** Opening Source data block **

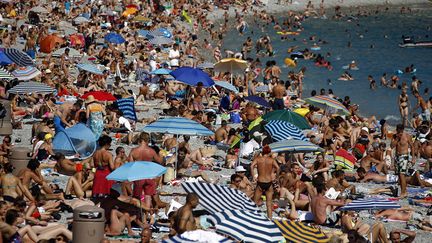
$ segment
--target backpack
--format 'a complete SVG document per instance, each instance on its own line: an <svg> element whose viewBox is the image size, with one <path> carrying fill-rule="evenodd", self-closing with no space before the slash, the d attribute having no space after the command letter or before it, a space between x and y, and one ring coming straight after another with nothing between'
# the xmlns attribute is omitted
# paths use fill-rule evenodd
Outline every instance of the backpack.
<svg viewBox="0 0 432 243"><path fill-rule="evenodd" d="M7 110L2 103L0 103L0 119L4 119L6 117Z"/></svg>

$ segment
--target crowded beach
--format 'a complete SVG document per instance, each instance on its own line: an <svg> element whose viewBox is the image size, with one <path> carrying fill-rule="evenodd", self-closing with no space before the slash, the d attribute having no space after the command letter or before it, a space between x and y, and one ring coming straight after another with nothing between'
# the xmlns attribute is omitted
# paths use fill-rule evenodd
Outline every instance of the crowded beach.
<svg viewBox="0 0 432 243"><path fill-rule="evenodd" d="M303 88L303 61L333 67L302 22L348 2L0 1L0 242L426 242L432 100L415 67L410 85L367 77L399 88L395 125Z"/></svg>

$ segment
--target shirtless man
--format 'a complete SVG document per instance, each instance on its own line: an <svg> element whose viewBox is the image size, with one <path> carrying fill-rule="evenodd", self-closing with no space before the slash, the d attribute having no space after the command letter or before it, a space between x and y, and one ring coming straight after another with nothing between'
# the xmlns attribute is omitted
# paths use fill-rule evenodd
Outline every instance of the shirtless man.
<svg viewBox="0 0 432 243"><path fill-rule="evenodd" d="M226 144L228 142L228 131L228 123L227 121L223 120L221 126L215 132L216 142Z"/></svg>
<svg viewBox="0 0 432 243"><path fill-rule="evenodd" d="M345 205L345 202L328 199L324 196L326 192L326 186L324 184L316 185L317 195L312 196L311 199L311 211L314 215L315 223L319 225L336 225L339 220L339 215L335 211L329 211L329 206L341 207Z"/></svg>
<svg viewBox="0 0 432 243"><path fill-rule="evenodd" d="M163 159L154 149L148 146L150 135L142 132L138 138L138 147L133 148L128 156L128 161L153 161L159 164L163 163Z"/></svg>
<svg viewBox="0 0 432 243"><path fill-rule="evenodd" d="M198 195L195 193L189 193L186 196L186 204L179 208L175 215L173 229L177 234L183 234L186 231L192 231L196 229L195 218L192 214L194 208L199 204Z"/></svg>
<svg viewBox="0 0 432 243"><path fill-rule="evenodd" d="M81 102L75 102L74 104L71 103L63 103L59 106L59 108L55 112L54 116L54 124L56 127L56 131L62 128L71 127L73 124L71 122L73 113L76 111L79 111L81 109L82 103Z"/></svg>
<svg viewBox="0 0 432 243"><path fill-rule="evenodd" d="M83 164L66 159L62 153L56 153L54 159L57 161L54 168L64 175L74 176L80 183L82 181Z"/></svg>
<svg viewBox="0 0 432 243"><path fill-rule="evenodd" d="M255 167L258 177L255 177ZM268 145L264 146L262 155L256 157L251 164L252 180L256 181L254 201L258 203L262 194L266 196L267 217L272 218L273 203L273 180L274 173L279 170L276 160L271 157L271 149Z"/></svg>
<svg viewBox="0 0 432 243"><path fill-rule="evenodd" d="M123 234L123 230L127 228L129 236L135 236L135 233L132 231L131 222L136 219L136 215L130 216L128 213L122 213L116 209L111 210L111 223L105 226L105 233L107 235L121 235Z"/></svg>
<svg viewBox="0 0 432 243"><path fill-rule="evenodd" d="M276 86L273 87L272 95L273 100L273 110L283 110L285 108L284 96L286 93L284 81L279 81Z"/></svg>
<svg viewBox="0 0 432 243"><path fill-rule="evenodd" d="M253 103L248 103L242 111L242 119L246 121L247 124L258 118L258 110L255 108Z"/></svg>
<svg viewBox="0 0 432 243"><path fill-rule="evenodd" d="M343 170L337 170L333 174L333 178L328 180L326 183L327 188L333 187L336 191L343 192L345 190L350 190L351 193L355 193L355 186L350 185L345 180L345 173Z"/></svg>
<svg viewBox="0 0 432 243"><path fill-rule="evenodd" d="M193 105L193 110L195 111L201 111L204 109L203 97L205 97L207 103L209 103L207 91L204 88L202 82L198 82L197 87L192 91L192 95L193 95L192 105Z"/></svg>
<svg viewBox="0 0 432 243"><path fill-rule="evenodd" d="M391 148L396 150L395 156L395 172L399 176L399 185L401 187L401 198L407 196L407 183L405 175L410 176L413 164L409 159L409 149L411 149L412 160L415 161L415 152L413 142L410 135L404 132L404 126L399 124L396 126L396 134L393 135Z"/></svg>
<svg viewBox="0 0 432 243"><path fill-rule="evenodd" d="M421 117L423 121L430 121L431 114L430 114L430 110L427 107L426 101L423 99L423 97L421 97L421 95L418 92L414 93L414 96L417 98L417 105L416 107L414 107L413 110L417 110L417 108L420 108L422 110Z"/></svg>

** Closing Source data block **

Pictures aside, write out all of the records exactly.

$ segment
--target backpack
--format 'a complete SVG document per instance, each instance on its own line: an <svg> element whose viewBox is the image size, with one <path> carrying fill-rule="evenodd", self-closing with no space before the slash, the d attribute having no space after the command letter or before it, a space between x and y, and one ring coming straight after another with nothing between'
# the xmlns attribute is omitted
# paths use fill-rule evenodd
Outline every instance of the backpack.
<svg viewBox="0 0 432 243"><path fill-rule="evenodd" d="M7 110L2 103L0 103L0 119L4 119L6 117Z"/></svg>

$ segment
--target crowded beach
--format 'a complete SVG document per instance, each instance on its own line: an <svg> element whose viewBox is the image size, with one <path> carrying fill-rule="evenodd", self-closing with no space before the slash, the d attribute having no space after the command letter or before it, a space between x and y, and one ring coming straight after another with nothing between'
# the xmlns attribute is omitted
# paths use fill-rule evenodd
Outline every instance of the crowded beach.
<svg viewBox="0 0 432 243"><path fill-rule="evenodd" d="M303 88L303 61L333 67L302 22L348 2L0 1L0 242L426 242L432 100L415 67L410 85L367 77L399 88L395 125Z"/></svg>

$ segment
--target shirtless man
--format 'a complete SVG document per instance, each instance on its own line: an <svg> element whose viewBox is the image size, with one <path> carrying fill-rule="evenodd", self-closing with no space before the slash, the d attribute having no space after the command letter or before it, a space between x and y, and one ring coming straight after another with nothing between'
# the xmlns attribute is omitted
# paths use fill-rule evenodd
Outline every instance of the shirtless man.
<svg viewBox="0 0 432 243"><path fill-rule="evenodd" d="M226 144L228 142L228 131L228 123L227 121L223 120L221 126L215 132L216 142Z"/></svg>
<svg viewBox="0 0 432 243"><path fill-rule="evenodd" d="M345 205L345 202L328 199L324 196L326 192L326 186L324 184L316 185L317 195L312 196L311 199L311 211L314 215L315 223L319 225L336 225L339 220L339 215L335 211L329 211L329 206L341 207Z"/></svg>
<svg viewBox="0 0 432 243"><path fill-rule="evenodd" d="M163 159L154 149L148 146L150 135L142 132L138 138L138 147L133 148L128 156L128 161L153 161L159 164L163 163Z"/></svg>
<svg viewBox="0 0 432 243"><path fill-rule="evenodd" d="M198 195L195 193L189 193L186 196L186 204L179 208L175 215L173 229L177 234L183 234L186 231L192 231L196 229L195 218L192 214L194 208L199 204Z"/></svg>
<svg viewBox="0 0 432 243"><path fill-rule="evenodd" d="M81 102L75 102L74 104L71 103L63 103L59 106L59 108L55 112L54 116L54 124L56 127L56 131L62 128L71 127L73 124L71 122L73 113L76 111L79 111L81 109L82 103Z"/></svg>
<svg viewBox="0 0 432 243"><path fill-rule="evenodd" d="M83 164L66 159L62 153L56 153L54 159L57 161L54 168L64 175L74 176L80 183L82 181Z"/></svg>
<svg viewBox="0 0 432 243"><path fill-rule="evenodd" d="M255 167L258 177L255 177ZM268 145L264 146L262 155L256 157L251 164L252 180L256 181L254 201L258 203L262 194L266 196L267 217L272 218L273 203L273 180L274 173L279 170L276 160L271 157L271 149Z"/></svg>
<svg viewBox="0 0 432 243"><path fill-rule="evenodd" d="M123 234L123 230L127 228L129 236L135 236L135 233L132 231L131 222L136 219L136 215L130 216L128 213L122 213L116 209L111 210L111 223L105 226L105 233L107 235L121 235Z"/></svg>
<svg viewBox="0 0 432 243"><path fill-rule="evenodd" d="M276 86L273 87L272 95L273 100L273 110L283 110L285 108L284 96L286 93L284 81L279 81Z"/></svg>
<svg viewBox="0 0 432 243"><path fill-rule="evenodd" d="M253 103L248 103L242 111L242 119L246 121L247 124L258 118L258 110L255 108Z"/></svg>
<svg viewBox="0 0 432 243"><path fill-rule="evenodd" d="M343 170L337 170L333 174L333 178L328 180L326 183L327 188L333 187L336 191L343 192L345 190L350 190L351 193L355 193L355 186L350 185L345 180L345 173Z"/></svg>
<svg viewBox="0 0 432 243"><path fill-rule="evenodd" d="M193 105L193 110L195 111L201 111L204 109L203 97L205 97L207 103L209 103L207 91L204 88L202 82L198 82L197 87L192 91L192 95L193 95L192 105Z"/></svg>
<svg viewBox="0 0 432 243"><path fill-rule="evenodd" d="M391 148L396 150L395 156L395 172L399 176L399 185L401 187L401 198L407 196L407 183L405 175L410 176L413 164L409 159L409 149L411 149L412 160L415 161L415 152L413 142L410 135L404 132L404 126L399 124L396 126L396 134L393 135Z"/></svg>
<svg viewBox="0 0 432 243"><path fill-rule="evenodd" d="M421 117L423 121L430 121L431 114L430 114L430 110L427 107L426 101L423 99L423 97L421 97L421 95L418 92L414 93L414 96L417 98L417 105L416 107L414 107L413 110L417 110L417 108L420 108L422 110Z"/></svg>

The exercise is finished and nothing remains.